◆ PROVIDED RECORDS ◆
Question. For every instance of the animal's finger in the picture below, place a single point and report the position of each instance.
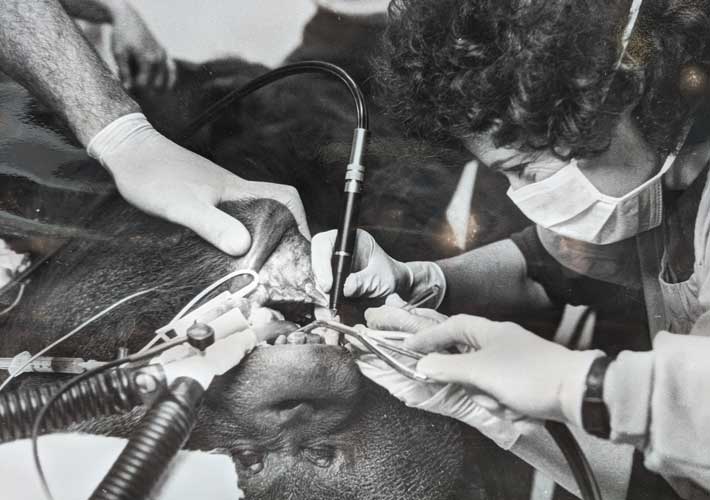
(159, 75)
(144, 72)
(396, 319)
(171, 73)
(124, 69)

◆ PROBLEM ◆
Convert the listing above into a two-column CSV with the headers "prompt" and "points", one row for each item: the wording in the first column and its answer in the second. Put each field in double quotes, turn line breaks into spaces, and leave the pictures out.

◆ WRITTEN SOLUTION ◆
prompt,points
"Question. For every instance of the animal's finger in the picture below, place a single point and report the position of each instance.","(159, 75) (144, 72) (396, 319) (171, 73) (124, 69)"